**WRITTEN TASK:** Swap "white jersey" for "blue jersey" in the part of the data that opens at its first line and closes with the line containing "[(289, 205)]". Give back only those lines, with everything else left as it was.

>> START

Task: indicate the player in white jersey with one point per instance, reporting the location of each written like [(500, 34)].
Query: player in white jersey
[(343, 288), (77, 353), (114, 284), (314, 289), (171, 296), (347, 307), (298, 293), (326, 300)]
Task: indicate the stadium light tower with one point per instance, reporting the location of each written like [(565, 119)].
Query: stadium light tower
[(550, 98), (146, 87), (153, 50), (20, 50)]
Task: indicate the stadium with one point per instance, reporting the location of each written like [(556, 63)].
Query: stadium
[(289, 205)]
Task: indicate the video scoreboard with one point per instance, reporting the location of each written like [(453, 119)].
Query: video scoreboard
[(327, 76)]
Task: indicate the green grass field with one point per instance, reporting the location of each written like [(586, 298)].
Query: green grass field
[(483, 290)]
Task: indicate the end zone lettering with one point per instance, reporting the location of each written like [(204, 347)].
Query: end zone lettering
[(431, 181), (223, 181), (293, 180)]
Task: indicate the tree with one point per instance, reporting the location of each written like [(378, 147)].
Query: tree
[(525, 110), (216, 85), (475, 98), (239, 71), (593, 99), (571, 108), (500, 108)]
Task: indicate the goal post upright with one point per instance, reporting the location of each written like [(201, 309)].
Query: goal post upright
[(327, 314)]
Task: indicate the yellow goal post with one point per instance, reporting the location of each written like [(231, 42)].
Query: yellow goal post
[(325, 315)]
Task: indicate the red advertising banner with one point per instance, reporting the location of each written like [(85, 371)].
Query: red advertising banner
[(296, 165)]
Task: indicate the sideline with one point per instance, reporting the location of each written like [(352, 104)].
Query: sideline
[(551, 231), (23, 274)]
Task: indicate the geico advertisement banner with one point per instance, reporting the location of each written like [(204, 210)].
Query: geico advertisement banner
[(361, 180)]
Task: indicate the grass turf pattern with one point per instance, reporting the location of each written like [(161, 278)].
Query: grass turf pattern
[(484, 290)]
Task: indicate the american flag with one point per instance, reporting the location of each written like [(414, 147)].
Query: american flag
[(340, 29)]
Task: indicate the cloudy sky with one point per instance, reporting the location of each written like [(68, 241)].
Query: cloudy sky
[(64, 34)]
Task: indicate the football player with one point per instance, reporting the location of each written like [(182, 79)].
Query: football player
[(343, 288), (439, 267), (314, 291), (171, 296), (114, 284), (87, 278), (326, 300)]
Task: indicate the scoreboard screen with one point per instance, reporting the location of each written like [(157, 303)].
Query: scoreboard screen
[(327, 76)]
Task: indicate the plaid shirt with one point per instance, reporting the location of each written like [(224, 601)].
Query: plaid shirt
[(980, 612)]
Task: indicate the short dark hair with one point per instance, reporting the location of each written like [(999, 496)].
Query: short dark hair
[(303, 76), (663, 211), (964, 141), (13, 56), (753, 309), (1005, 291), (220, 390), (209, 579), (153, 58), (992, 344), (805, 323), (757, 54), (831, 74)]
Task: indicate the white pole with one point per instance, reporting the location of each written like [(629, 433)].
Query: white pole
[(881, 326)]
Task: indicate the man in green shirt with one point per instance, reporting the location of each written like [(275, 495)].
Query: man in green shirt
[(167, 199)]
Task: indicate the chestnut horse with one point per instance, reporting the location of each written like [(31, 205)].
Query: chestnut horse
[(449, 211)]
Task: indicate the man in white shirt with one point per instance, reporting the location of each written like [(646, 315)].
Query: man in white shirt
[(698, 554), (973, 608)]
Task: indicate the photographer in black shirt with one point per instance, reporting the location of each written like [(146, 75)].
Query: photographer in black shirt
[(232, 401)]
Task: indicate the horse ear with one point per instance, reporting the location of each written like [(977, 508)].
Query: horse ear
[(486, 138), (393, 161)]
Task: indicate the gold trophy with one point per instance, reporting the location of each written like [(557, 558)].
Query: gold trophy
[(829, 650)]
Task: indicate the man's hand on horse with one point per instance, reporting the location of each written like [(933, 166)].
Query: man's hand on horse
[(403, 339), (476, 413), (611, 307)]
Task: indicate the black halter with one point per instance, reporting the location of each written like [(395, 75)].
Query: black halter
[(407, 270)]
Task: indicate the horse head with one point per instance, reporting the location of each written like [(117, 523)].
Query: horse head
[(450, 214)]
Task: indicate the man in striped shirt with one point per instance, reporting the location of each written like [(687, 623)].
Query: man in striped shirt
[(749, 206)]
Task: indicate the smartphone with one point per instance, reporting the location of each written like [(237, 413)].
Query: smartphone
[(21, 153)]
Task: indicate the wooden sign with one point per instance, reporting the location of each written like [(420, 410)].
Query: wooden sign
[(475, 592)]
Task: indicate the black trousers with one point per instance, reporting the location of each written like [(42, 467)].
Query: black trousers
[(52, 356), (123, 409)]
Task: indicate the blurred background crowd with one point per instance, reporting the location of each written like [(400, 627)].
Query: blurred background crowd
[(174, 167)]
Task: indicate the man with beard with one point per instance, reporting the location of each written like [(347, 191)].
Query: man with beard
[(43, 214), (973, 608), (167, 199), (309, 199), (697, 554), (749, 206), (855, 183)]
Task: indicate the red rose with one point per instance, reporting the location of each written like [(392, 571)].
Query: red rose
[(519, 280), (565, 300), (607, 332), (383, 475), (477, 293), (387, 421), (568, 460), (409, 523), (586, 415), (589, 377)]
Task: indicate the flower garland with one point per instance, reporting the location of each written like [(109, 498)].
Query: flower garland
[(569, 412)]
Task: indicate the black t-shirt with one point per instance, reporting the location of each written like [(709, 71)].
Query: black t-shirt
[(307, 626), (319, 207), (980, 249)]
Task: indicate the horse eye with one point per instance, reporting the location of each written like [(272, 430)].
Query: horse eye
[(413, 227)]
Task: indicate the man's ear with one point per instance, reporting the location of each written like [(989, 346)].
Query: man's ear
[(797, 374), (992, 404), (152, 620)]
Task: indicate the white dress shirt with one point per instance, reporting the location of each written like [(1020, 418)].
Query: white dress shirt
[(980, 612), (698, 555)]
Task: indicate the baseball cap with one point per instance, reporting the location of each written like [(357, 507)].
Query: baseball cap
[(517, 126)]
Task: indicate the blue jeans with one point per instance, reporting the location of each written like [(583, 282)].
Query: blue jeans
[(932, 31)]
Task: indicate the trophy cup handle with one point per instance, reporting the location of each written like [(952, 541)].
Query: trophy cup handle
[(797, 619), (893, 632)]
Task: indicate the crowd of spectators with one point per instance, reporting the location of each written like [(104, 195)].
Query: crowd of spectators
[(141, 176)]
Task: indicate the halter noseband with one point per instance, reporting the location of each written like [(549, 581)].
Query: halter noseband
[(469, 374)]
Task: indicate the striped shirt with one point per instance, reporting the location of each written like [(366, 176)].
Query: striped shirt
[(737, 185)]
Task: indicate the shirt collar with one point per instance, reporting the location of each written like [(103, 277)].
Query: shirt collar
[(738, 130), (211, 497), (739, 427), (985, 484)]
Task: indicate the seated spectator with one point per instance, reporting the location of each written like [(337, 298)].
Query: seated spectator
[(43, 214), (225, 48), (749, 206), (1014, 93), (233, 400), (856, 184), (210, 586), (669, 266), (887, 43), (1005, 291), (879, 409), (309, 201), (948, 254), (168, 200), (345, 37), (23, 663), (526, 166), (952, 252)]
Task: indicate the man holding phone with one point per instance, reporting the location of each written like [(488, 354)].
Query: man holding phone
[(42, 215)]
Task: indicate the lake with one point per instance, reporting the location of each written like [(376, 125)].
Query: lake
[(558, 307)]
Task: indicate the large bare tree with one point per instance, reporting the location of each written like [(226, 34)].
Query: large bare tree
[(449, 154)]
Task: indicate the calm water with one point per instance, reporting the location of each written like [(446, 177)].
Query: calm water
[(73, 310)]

>> END

**TASK SOLUTION:**
Task: indicate the player in blue jersey with one point per instance, reporting the location of each written like [(500, 34)].
Query: player in blue jersey
[(343, 288), (77, 353), (114, 284), (314, 289), (171, 296), (347, 307), (298, 293), (326, 300)]
Task: indicate the stadium light tower with one point per instance, reporting the location of each written like [(565, 119)].
Query: stadium light tower
[(550, 98), (146, 87), (153, 50), (20, 50)]
Task: indicate the stadium with one point per instance, reporting the location of each written like [(556, 63)].
Query: stadium
[(289, 205)]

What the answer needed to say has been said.